• EXERCISE REQUIREMENTS:
Convert everything in the data from the line containing "Where can the man in denim" down to the line containing "point(116, 226)" into a numbered list, omitting any blank lines.
══ AVAILABLE DATA
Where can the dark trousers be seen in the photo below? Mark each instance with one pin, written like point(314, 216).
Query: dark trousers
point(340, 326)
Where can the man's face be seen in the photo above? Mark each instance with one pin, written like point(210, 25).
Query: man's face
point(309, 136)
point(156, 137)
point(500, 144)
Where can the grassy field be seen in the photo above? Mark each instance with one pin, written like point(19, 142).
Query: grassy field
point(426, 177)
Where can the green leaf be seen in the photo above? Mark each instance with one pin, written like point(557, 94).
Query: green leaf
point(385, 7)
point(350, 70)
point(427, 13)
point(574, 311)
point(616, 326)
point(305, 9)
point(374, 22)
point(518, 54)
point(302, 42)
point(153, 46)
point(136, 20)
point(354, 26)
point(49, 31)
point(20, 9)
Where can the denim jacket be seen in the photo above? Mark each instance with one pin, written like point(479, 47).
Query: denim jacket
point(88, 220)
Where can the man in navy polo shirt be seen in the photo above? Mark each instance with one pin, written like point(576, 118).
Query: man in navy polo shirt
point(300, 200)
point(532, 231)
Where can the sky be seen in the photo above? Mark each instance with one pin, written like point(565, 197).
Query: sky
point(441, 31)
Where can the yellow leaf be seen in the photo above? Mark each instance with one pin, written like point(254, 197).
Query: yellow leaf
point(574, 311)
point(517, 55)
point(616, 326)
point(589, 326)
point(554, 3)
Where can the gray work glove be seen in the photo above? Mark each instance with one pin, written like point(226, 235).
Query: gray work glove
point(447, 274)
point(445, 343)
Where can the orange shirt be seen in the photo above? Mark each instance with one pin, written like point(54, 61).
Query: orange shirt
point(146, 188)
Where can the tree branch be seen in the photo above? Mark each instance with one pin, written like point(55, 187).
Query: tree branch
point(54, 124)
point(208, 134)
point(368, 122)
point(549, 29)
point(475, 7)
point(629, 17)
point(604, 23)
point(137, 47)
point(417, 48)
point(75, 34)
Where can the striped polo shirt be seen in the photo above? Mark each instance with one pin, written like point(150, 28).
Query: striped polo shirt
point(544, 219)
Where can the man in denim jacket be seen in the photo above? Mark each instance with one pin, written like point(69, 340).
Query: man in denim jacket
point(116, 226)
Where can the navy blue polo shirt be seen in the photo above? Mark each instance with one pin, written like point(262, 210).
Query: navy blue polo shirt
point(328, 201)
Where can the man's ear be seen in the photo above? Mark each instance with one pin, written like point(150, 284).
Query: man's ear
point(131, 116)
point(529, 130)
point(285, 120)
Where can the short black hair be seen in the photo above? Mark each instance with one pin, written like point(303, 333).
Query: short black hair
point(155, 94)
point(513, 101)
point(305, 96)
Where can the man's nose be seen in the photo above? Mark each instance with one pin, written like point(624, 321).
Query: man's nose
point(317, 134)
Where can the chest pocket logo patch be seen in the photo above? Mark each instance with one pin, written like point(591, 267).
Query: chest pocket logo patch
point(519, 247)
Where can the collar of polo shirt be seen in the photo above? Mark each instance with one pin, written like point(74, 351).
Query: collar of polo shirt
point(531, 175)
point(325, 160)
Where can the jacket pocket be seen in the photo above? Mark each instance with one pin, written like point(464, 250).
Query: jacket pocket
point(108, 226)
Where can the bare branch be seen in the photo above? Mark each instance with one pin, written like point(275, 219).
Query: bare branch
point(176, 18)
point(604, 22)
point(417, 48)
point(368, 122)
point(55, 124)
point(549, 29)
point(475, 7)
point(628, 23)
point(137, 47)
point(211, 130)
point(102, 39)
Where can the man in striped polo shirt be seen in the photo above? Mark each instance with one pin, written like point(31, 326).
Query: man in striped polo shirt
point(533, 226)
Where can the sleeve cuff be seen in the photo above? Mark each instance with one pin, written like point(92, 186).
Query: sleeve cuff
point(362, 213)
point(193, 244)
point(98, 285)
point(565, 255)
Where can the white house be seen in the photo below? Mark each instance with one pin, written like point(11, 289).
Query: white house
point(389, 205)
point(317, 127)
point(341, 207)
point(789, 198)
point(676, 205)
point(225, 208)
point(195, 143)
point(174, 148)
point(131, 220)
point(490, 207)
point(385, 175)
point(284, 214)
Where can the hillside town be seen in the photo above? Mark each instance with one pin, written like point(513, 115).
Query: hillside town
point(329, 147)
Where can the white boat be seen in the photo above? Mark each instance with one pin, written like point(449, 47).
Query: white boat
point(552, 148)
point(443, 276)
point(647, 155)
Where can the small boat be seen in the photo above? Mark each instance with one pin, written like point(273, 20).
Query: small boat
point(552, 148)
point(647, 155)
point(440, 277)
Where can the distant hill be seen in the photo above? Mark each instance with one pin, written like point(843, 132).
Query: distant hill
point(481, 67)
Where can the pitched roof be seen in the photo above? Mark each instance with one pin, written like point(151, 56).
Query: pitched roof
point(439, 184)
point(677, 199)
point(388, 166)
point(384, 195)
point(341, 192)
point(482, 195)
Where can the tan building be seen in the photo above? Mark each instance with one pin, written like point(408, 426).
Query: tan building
════
• TASK SOLUTION:
1. Where can the man in denim jacket be seen in the photo above? Mark each instance with one pin, written like point(69, 340).
2. Query: man in denim jacket
3. point(116, 226)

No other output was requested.